======== THE RECORDS ========

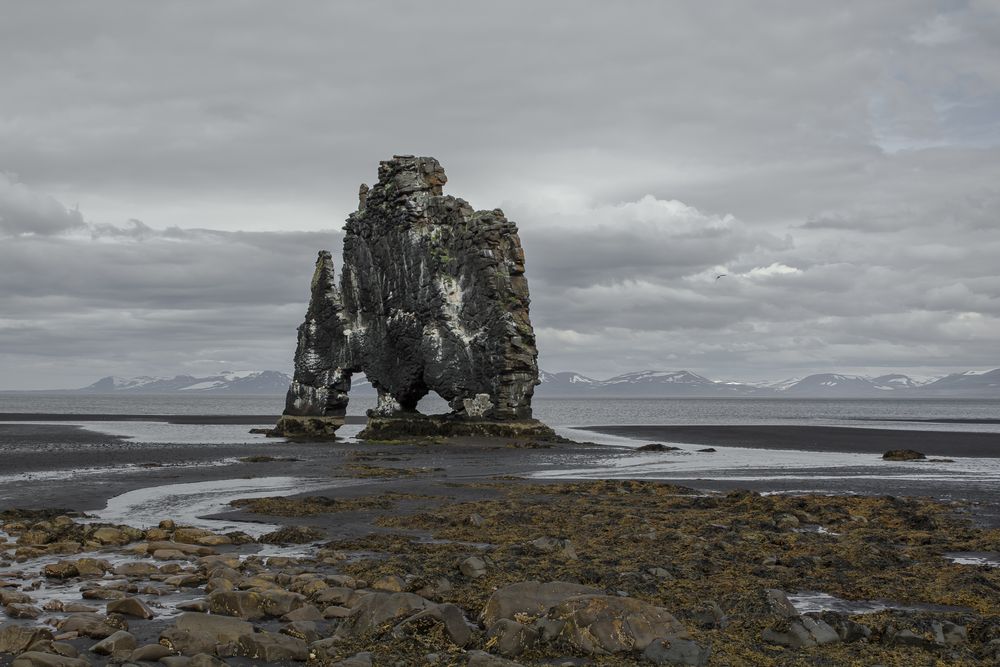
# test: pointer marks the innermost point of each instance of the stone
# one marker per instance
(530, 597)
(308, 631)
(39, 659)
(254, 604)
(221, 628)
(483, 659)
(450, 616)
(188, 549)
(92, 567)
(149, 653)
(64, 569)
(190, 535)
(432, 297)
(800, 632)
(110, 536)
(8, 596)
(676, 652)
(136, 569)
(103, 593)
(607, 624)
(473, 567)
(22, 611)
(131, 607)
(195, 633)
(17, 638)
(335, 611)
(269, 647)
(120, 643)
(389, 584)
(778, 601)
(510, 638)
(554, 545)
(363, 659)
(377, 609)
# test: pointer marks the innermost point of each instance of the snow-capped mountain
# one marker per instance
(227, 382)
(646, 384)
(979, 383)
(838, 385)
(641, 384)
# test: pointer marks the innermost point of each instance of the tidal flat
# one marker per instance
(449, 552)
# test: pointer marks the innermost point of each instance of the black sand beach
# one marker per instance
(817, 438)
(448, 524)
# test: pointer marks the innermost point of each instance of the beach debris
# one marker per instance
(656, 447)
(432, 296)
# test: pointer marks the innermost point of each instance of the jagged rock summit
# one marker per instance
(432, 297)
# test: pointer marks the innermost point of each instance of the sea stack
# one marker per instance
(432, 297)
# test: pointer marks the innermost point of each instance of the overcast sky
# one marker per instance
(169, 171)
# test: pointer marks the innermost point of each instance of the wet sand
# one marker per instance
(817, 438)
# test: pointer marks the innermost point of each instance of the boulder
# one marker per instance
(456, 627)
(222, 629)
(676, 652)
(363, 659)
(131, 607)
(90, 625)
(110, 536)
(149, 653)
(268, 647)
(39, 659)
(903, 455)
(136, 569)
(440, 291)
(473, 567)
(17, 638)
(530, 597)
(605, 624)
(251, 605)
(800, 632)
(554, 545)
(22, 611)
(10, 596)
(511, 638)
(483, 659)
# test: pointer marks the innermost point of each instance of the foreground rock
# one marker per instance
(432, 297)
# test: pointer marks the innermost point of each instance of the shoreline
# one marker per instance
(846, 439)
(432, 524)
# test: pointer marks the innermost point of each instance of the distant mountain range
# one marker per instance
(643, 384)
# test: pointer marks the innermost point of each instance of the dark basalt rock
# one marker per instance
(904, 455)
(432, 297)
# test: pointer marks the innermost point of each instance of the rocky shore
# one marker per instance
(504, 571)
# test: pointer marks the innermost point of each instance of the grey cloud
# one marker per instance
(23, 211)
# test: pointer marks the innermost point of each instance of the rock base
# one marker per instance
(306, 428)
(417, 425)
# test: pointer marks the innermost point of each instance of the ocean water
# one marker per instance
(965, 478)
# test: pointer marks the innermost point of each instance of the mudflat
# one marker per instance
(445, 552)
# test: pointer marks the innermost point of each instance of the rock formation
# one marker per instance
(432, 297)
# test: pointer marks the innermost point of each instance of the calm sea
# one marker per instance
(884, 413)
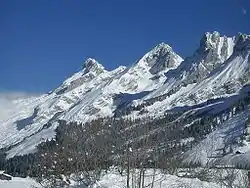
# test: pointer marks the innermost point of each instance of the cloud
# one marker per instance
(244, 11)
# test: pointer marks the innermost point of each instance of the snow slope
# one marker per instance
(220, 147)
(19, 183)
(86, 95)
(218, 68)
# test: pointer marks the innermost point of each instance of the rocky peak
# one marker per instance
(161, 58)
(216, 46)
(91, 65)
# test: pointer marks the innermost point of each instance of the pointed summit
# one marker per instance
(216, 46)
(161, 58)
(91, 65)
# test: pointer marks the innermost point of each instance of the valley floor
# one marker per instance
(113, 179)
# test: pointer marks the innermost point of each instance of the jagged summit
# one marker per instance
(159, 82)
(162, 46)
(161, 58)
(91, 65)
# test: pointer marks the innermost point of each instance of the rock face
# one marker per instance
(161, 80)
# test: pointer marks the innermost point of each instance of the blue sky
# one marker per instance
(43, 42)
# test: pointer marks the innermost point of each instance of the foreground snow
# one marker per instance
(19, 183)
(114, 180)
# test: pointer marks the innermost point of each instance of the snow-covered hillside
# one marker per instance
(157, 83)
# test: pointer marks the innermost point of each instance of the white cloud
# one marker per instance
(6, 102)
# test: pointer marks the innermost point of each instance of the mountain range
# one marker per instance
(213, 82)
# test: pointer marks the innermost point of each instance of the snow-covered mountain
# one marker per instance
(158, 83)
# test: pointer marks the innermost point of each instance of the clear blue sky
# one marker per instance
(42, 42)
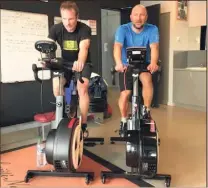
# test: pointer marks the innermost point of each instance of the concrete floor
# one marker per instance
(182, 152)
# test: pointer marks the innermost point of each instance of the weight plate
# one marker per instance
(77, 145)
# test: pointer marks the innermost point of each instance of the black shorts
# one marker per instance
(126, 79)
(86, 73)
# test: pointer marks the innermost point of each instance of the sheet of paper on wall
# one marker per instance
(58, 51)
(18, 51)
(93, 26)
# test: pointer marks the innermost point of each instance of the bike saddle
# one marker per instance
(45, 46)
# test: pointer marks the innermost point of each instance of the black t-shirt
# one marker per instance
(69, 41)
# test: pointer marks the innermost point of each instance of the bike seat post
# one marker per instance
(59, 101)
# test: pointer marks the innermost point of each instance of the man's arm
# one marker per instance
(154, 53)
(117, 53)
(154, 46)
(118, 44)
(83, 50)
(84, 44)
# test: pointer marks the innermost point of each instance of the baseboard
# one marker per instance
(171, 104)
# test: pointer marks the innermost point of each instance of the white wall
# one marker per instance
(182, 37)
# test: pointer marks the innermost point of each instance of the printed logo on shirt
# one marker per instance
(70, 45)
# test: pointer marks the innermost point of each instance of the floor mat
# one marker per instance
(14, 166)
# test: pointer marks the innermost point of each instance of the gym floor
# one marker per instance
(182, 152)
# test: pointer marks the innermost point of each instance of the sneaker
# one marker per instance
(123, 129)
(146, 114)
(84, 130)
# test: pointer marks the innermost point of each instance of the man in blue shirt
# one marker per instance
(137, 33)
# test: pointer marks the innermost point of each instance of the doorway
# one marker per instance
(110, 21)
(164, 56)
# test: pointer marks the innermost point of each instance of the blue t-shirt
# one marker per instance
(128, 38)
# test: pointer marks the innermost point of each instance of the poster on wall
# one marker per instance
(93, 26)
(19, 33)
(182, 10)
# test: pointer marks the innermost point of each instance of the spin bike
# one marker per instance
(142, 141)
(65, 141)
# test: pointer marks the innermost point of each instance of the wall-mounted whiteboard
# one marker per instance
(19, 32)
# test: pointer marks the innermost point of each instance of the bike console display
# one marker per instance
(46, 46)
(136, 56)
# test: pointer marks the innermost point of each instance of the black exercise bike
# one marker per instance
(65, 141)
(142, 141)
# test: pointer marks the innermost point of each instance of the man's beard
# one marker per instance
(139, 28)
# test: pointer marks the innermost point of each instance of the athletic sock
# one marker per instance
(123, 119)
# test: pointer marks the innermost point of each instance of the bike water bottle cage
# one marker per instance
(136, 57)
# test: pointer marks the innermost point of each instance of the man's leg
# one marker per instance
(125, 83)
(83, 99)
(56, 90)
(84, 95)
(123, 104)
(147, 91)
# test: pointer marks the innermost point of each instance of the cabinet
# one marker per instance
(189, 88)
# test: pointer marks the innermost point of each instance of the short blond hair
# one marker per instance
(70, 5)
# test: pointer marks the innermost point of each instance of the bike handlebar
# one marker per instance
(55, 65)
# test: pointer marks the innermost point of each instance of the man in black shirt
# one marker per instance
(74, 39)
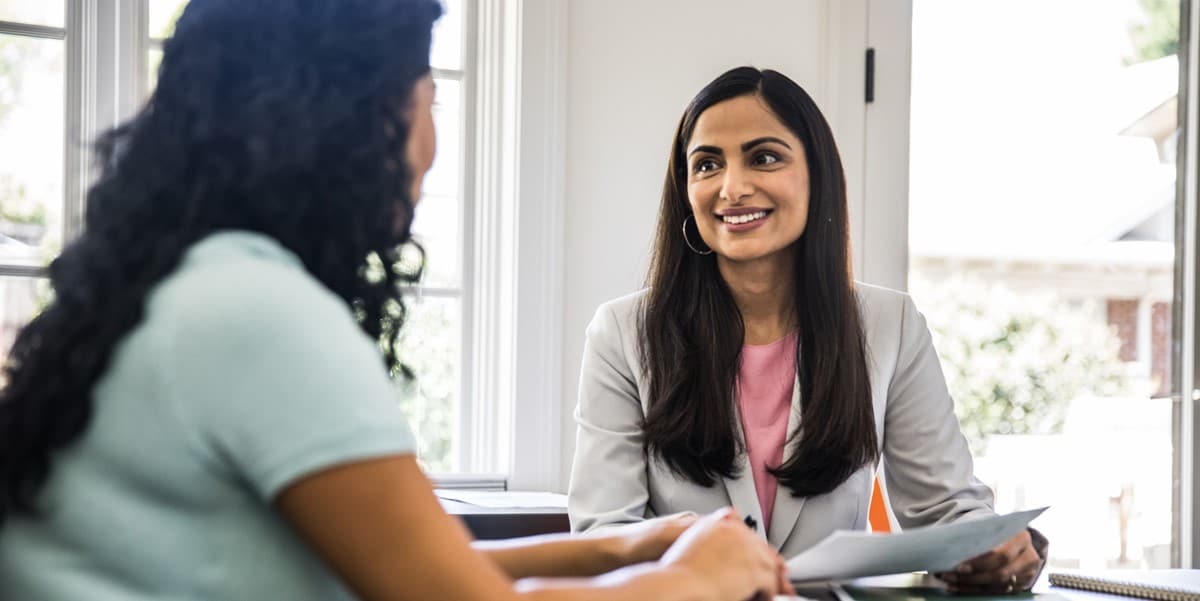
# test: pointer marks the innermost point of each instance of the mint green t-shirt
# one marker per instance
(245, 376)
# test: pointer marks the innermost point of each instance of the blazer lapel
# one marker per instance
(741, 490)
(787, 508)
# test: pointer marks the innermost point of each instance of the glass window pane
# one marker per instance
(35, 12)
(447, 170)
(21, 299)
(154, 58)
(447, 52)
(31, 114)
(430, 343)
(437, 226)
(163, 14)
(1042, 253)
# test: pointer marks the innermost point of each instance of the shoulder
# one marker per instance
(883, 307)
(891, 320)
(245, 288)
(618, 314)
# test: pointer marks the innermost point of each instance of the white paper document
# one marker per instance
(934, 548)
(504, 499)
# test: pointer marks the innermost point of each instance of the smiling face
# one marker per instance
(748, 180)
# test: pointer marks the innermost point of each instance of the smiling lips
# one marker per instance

========

Only output the lines from the one with "mint green t-shirt" through the end of the entries above, exactly as they are.

• **SOLUTION TO THE EXERCISE**:
# test: pointer marks the innermost point of each instance of the mint green t-shirt
# one marker per instance
(245, 376)
# test: pointer marks the innermost point of each instance of the blazer lapel
# one marker per instance
(741, 490)
(787, 508)
# test: pointer marks the innermost point of each instance of the glass window pane
# one marker per instance
(35, 12)
(447, 170)
(21, 299)
(154, 58)
(447, 52)
(31, 114)
(430, 343)
(437, 226)
(163, 14)
(1042, 253)
# test: pointer marks the innermost point of each instance of the shoulder
# one marker per instance
(883, 307)
(891, 320)
(245, 288)
(618, 314)
# test: pointer marks the innermost point of each instance of the white paper document
# one marker per instance
(934, 548)
(504, 499)
# test: pointer marks the innermost point of each instance of the smiling face
# one marker per instance
(748, 180)
# test: pointer marks the innermost point of each instance of the smiling lips
# one marker per instance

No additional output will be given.